▸ Work instruction
Retype only the lines from the top of the records to the line with "Indicate each instance", including that line but none of the pictures.

⟨

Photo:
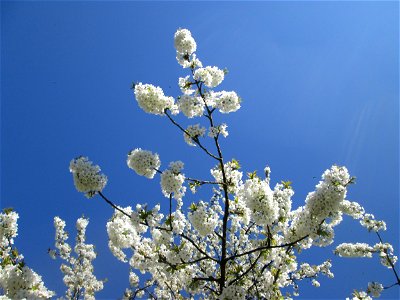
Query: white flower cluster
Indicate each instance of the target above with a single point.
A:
(172, 182)
(354, 250)
(236, 292)
(193, 132)
(122, 233)
(143, 162)
(227, 102)
(325, 202)
(232, 173)
(211, 76)
(191, 106)
(375, 289)
(184, 42)
(368, 221)
(78, 271)
(259, 198)
(203, 219)
(311, 271)
(152, 99)
(22, 283)
(185, 46)
(353, 209)
(185, 85)
(360, 295)
(17, 281)
(87, 177)
(213, 132)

⟩

▸ Written response
Photo:
Query: white flower cluster
Indicate each instance of the target above with a single point.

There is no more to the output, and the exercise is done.